L Brands, Inc. (LB - Free Report) came up with first-quarter fiscal 2018 results, wherein earnings of 17 cents per share outpaced the Zacks Consensus Estimate of 15 cents, though it slumped 48.5% year over year. Also, management lowered its guidance for fiscal 2018, which sent shares of this specialty retailer of women’s intimate and other apparel down 4.9% during yesterday’s after-market trading session.
Further, we note that the company’s Victoria’s Secret chain has been bearing the brunt of consumers’ changing preferences, stiff competition and heavy discounts. These factors seem to have weighed on investors’ confidence, as this Zacks Rank #5 (Strong Sell) stock has tumbled close to 30% in the past three months, wider than the industry’s dip of 4.8%.
Moving back to L Brands’ first-quarter results, the company’s net sales advanced roughly 8% to $2,625.8 million. The figure was almost in line with the Zacks Consensus Estimate of $2,625.9 million. Furthermore, L Brands’ comparable sales (including direct sales) were up 3% in the quarter. However, store-only comps decreased 2% year over year.
Sales at Victoria’s Secret Stores inched lower by 0.9% to $1,235.9 million, while Victoria's Secret direct sales were up 23.4% to $353.5 million. Total Victoria’s Secret sales rose 3.7% to $1,589.4 million, while comparable sales rose 1%.
Bath & Body Works’ total sales were up 12.2% to $760.4 million, with an 8% rise in comparable sales. Victoria’s Secret and Bath & Body Works International sales surged 30.8% to $135.1 million. Other revenues increased 15.3% to $140.9 million.
Gross profit grew 4.5% to $943.8 million, while gross margin reduced 120 basis points (bps) to 35.9%. Operating income plunged almost 26% to $154.8 million, with the operating margin contracting 270 bps to 5.9%.

▸ **Tasks**
A) In the L Brands report, by what percentage did total Victoria's Secret sales rise, and to what amount?
B) Please output the L Brands report word for word, starting at "Sales at Victoria’s" and ending at "to $140.9 million.".
The data below plays no part in this.

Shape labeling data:
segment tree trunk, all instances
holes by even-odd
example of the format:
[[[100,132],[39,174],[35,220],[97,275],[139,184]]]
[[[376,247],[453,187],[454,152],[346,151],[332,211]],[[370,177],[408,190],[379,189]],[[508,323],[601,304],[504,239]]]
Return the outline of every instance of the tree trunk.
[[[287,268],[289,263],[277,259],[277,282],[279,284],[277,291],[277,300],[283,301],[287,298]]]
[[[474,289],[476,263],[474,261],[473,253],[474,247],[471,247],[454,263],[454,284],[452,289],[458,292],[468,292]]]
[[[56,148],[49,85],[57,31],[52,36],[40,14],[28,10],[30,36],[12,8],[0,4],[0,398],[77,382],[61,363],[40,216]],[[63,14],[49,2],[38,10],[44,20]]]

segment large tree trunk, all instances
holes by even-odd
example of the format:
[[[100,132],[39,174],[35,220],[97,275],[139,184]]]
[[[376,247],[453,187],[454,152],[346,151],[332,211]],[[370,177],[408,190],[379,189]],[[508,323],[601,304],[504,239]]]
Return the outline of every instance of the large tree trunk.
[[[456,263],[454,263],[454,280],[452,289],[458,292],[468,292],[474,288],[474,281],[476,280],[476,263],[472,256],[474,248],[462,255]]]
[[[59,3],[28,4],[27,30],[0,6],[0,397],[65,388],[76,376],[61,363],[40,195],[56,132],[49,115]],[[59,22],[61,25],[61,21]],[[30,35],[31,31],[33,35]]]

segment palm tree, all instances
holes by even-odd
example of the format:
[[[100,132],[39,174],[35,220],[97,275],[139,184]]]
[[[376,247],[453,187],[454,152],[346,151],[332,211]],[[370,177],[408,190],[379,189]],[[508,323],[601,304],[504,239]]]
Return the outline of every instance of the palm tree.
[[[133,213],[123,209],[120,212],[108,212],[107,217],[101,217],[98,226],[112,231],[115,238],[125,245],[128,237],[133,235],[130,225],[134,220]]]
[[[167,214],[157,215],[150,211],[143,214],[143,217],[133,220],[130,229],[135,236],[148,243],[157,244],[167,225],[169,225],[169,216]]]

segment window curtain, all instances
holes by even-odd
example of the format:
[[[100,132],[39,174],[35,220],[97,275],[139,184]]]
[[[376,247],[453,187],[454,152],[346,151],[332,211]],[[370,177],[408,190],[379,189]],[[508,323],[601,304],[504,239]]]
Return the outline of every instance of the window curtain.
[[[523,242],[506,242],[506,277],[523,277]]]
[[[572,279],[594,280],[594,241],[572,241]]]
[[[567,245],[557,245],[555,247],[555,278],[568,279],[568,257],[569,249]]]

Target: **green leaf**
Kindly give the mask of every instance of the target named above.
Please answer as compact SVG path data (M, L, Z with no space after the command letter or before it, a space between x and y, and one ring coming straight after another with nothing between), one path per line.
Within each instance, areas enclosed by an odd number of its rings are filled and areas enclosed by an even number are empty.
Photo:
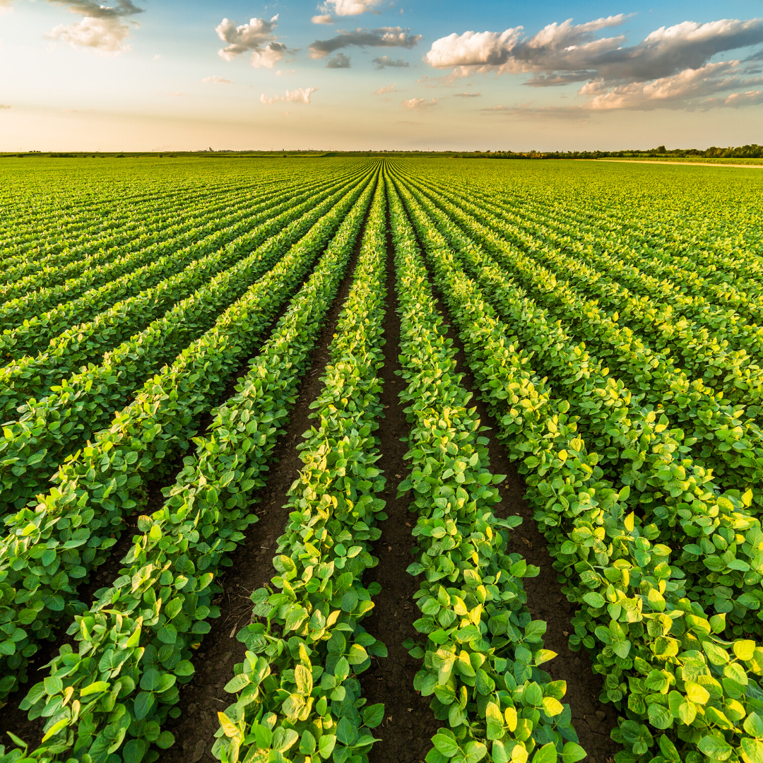
M591 607L598 608L604 606L604 597L600 594L597 594L594 591L586 594L583 597L583 600Z
M763 739L763 719L757 713L751 713L745 719L744 728L750 736Z
M303 665L297 665L294 669L294 678L297 684L297 691L303 697L309 697L313 691L313 674Z
M225 684L225 691L229 694L235 694L237 691L240 691L244 687L249 686L251 680L246 673L239 673Z
M443 733L435 734L432 737L432 743L437 752L446 758L452 758L459 752L459 743L456 739Z
M700 752L703 752L708 758L714 758L719 761L725 761L730 758L733 752L731 745L717 736L703 736L697 746Z
M318 752L320 757L326 760L333 752L334 745L336 744L336 737L333 734L324 734L318 740Z
M464 748L464 758L466 763L478 763L488 754L488 748L481 742L468 742ZM554 761L556 758L555 756Z
M655 729L669 729L673 725L673 716L670 710L662 705L652 703L647 708L649 716L649 723Z
M80 690L80 697L87 697L89 694L95 694L98 691L108 691L108 681L96 681L95 683L91 684L89 686L85 687L84 689Z
M553 742L543 745L533 756L533 763L556 763L556 748Z
M336 739L348 747L352 747L358 741L358 729L346 716L340 719L336 724Z
M51 736L55 736L62 729L65 729L69 724L68 718L62 718L60 721L53 723L52 726L48 729L47 733L43 737L43 742L47 742Z

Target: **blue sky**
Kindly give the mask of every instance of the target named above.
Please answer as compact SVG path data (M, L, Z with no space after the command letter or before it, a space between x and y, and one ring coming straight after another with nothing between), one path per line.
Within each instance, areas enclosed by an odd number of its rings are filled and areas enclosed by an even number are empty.
M761 17L763 0L0 0L0 150L763 143Z

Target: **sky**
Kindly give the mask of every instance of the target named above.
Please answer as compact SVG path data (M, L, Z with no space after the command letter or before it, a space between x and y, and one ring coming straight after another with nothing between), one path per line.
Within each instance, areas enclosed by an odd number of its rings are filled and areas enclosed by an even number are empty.
M763 143L763 0L102 2L0 0L0 151Z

▸ **Full answers**
A) They rose 3.7%, to $1,589.4 million.

B)
Sales at Victoria’s Secret Stores inched lower by 0.9% to $1,235.9 million, while Victoria's Secret direct sales were up 23.4% to $353.5 million. Total Victoria’s Secret sales rose 3.7% to $1,589.4 million, while comparable sales rose 1%.
Bath & Body Works’ total sales were up 12.2% to $760.4 million, with an 8% rise in comparable sales. Victoria’s Secret and Bath & Body Works International sales surged 30.8% to $135.1 million. Other revenues increased 15.3% to $140.9 million.